Requirements ▸ Rewrite the material from the line containing "request: trace the outline of every instance of the puffed" through the line containing "109], [235, 113]]", putting "nonzero winding rule" wherever "even-odd rule" appears and leaving everything else untouched.

--- BEGIN Listed entries ---

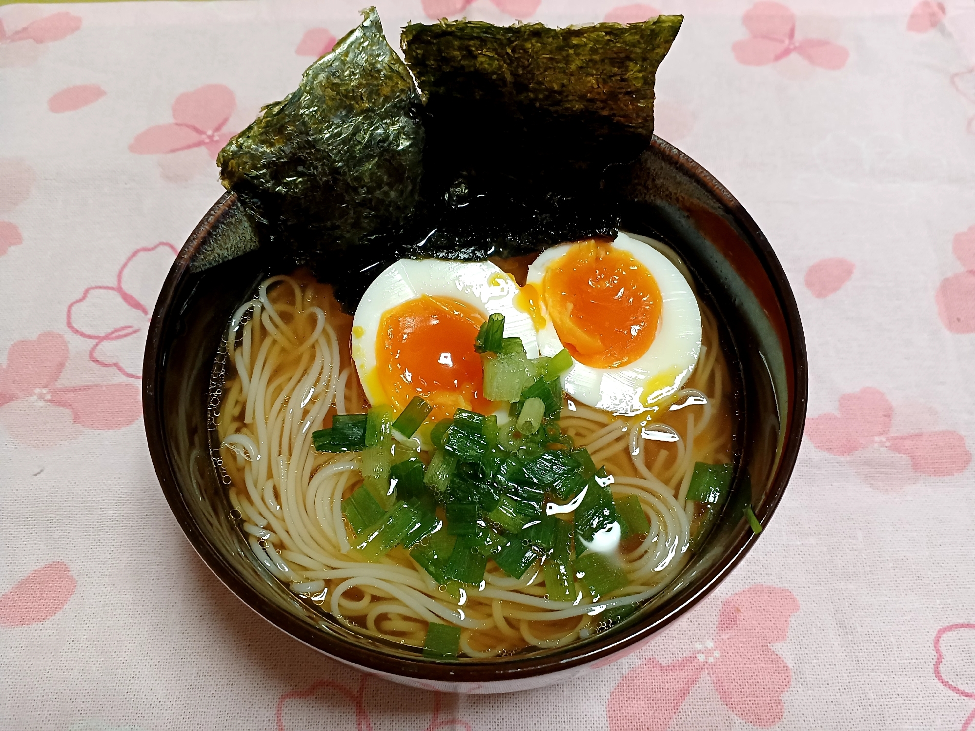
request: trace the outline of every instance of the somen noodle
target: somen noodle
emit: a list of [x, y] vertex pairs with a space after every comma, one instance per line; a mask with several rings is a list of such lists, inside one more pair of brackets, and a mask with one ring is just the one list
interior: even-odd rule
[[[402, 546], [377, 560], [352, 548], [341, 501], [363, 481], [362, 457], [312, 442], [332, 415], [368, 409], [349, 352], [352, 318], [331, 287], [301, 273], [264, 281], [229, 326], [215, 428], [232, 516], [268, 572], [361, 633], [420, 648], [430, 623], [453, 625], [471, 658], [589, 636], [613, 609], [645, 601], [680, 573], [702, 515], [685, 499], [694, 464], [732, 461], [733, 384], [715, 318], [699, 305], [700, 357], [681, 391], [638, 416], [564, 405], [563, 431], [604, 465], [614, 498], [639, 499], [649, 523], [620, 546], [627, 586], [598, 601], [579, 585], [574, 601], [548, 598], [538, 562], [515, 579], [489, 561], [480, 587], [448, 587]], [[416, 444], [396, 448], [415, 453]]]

--- END Listed entries ---
--- BEGIN Listed entries ---

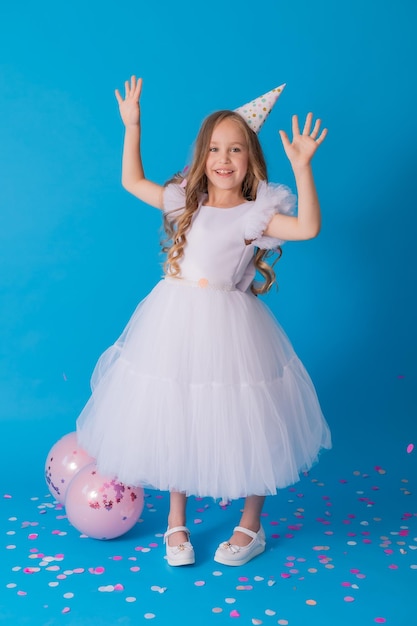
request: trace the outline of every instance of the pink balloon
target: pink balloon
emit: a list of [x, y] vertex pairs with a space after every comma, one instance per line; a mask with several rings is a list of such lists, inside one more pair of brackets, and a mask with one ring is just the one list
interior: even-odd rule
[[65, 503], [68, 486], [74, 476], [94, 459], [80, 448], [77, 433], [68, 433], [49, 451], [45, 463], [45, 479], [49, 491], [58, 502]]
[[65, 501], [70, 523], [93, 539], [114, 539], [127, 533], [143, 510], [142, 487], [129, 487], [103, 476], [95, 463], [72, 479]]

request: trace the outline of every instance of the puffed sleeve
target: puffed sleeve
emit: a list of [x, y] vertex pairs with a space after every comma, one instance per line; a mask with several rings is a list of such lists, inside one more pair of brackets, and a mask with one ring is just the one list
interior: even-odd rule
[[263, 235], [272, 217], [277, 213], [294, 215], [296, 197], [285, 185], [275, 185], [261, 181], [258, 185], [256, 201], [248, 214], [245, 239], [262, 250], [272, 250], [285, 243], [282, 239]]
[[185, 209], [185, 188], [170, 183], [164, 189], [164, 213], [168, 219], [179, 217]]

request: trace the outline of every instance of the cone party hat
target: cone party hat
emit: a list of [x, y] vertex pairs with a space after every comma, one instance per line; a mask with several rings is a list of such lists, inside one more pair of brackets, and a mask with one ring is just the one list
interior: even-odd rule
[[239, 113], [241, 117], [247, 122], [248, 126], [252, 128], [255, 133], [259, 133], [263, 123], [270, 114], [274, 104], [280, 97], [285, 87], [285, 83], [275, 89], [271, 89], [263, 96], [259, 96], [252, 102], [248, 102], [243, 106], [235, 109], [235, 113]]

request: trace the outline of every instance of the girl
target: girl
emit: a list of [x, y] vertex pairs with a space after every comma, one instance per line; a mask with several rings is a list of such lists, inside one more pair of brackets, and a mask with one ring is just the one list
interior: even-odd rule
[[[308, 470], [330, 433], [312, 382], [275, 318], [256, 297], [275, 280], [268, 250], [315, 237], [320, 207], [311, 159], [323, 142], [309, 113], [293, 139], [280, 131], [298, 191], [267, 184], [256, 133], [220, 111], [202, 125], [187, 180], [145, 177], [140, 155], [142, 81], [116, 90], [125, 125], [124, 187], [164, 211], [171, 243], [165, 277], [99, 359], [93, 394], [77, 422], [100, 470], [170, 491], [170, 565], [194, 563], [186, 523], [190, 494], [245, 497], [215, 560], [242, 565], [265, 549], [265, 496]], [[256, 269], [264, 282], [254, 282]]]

--- END Listed entries ---
--- BEGIN Listed entries ---

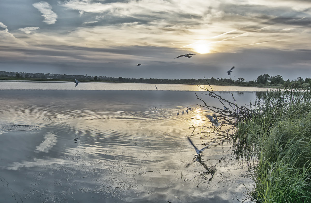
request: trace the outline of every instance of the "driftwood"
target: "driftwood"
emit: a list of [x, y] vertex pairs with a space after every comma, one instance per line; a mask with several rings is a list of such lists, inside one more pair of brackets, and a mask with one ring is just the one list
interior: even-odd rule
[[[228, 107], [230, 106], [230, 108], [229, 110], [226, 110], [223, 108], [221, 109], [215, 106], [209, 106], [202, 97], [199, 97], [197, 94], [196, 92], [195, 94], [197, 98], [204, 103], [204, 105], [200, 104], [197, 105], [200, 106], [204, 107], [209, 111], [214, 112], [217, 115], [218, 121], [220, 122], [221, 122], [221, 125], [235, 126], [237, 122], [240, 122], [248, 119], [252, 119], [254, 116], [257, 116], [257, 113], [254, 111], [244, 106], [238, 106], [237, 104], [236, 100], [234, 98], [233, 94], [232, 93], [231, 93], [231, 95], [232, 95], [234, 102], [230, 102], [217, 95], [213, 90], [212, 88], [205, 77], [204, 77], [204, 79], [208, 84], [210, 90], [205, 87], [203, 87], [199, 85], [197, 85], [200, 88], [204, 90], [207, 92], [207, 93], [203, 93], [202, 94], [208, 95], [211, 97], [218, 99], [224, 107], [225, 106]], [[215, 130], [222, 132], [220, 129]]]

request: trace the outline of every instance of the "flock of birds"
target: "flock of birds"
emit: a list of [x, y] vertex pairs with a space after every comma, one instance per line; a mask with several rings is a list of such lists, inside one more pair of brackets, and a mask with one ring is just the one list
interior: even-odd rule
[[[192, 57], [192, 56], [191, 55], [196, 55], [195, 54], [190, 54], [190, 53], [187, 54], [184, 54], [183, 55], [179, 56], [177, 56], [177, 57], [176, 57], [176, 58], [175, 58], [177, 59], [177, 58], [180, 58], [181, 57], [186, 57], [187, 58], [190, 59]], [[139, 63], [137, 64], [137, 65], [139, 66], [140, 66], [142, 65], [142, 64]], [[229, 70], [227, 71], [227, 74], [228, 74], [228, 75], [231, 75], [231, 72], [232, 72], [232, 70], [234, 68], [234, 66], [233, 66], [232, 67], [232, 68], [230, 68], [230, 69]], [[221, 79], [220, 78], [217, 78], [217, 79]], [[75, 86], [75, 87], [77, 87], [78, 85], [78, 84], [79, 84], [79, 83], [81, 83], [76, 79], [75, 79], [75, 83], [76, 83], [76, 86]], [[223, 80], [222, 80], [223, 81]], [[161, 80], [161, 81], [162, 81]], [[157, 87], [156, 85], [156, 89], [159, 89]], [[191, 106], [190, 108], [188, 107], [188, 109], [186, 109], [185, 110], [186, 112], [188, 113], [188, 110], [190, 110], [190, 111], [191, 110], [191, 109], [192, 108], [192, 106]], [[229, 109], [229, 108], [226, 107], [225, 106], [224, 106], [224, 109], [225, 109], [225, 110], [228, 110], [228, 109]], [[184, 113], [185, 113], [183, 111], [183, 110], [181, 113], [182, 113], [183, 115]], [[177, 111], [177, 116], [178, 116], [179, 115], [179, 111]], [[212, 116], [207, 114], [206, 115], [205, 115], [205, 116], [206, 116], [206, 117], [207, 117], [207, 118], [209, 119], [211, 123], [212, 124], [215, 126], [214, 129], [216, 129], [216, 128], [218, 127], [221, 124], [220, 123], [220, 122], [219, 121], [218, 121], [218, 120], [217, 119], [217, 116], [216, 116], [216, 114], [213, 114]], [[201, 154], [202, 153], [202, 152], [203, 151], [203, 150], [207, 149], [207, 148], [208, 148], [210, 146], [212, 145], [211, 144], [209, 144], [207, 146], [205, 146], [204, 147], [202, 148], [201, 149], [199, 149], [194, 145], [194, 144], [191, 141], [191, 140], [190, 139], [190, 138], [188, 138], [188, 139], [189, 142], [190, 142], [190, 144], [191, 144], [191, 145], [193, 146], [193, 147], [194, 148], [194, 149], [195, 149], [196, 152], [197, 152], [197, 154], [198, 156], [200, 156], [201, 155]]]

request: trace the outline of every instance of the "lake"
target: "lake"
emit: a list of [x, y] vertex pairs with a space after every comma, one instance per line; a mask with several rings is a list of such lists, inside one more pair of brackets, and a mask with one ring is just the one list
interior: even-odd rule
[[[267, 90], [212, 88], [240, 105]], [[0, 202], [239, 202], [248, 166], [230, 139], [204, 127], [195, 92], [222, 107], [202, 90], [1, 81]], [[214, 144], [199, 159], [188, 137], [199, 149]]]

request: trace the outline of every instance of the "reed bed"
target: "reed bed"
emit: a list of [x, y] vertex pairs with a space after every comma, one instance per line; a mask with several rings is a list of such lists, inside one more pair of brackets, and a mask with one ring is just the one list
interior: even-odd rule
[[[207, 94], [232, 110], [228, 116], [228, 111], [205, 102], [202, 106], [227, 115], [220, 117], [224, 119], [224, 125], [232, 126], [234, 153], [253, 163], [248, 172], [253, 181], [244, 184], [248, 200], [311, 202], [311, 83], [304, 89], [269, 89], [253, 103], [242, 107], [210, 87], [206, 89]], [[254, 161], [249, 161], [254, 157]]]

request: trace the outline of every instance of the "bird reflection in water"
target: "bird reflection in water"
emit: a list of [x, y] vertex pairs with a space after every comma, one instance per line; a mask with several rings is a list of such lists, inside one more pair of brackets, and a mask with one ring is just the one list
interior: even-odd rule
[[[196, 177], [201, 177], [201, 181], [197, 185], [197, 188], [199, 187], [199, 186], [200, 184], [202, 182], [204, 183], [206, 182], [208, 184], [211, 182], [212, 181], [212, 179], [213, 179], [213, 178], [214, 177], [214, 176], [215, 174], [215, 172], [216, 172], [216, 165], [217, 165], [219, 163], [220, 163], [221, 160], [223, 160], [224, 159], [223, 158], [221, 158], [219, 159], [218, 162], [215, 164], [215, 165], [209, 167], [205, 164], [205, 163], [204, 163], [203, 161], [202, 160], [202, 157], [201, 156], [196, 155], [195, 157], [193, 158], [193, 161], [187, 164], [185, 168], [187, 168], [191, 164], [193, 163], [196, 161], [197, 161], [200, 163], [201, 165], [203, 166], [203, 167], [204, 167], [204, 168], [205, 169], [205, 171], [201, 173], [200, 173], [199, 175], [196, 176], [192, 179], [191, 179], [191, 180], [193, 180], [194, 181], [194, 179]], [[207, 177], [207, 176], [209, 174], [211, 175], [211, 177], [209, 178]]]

--- END Listed entries ---

Solved problem ▸
request: trace the outline of every instance of the puffed sleeve
target: puffed sleeve
emit: a list of [x, y] vertex pairs with a space after every comma, one instance per line; a mask with several rings is a list of such lists, inside one more pair of brackets, and a mask with one ring is just the one list
interior: nonzero winding rule
[[263, 235], [272, 217], [277, 213], [294, 215], [296, 197], [285, 185], [275, 185], [261, 181], [258, 185], [256, 201], [248, 214], [245, 239], [262, 250], [272, 250], [285, 243], [282, 239]]
[[185, 209], [185, 188], [170, 183], [164, 189], [164, 213], [168, 219], [179, 217]]

request: trace the outline of every instance of the cone party hat
target: cone party hat
emit: a list of [x, y] vertex pairs with a space after every comma, one instance per line; a mask with several rings is a list of such lists, inside one more pair of brackets, and a mask with one ring is just the one list
interior: nonzero winding rule
[[239, 113], [241, 117], [247, 122], [248, 126], [252, 128], [255, 133], [259, 133], [263, 123], [270, 114], [274, 104], [280, 97], [285, 87], [285, 83], [275, 89], [271, 89], [263, 96], [259, 96], [252, 102], [248, 102], [243, 106], [235, 109], [235, 113]]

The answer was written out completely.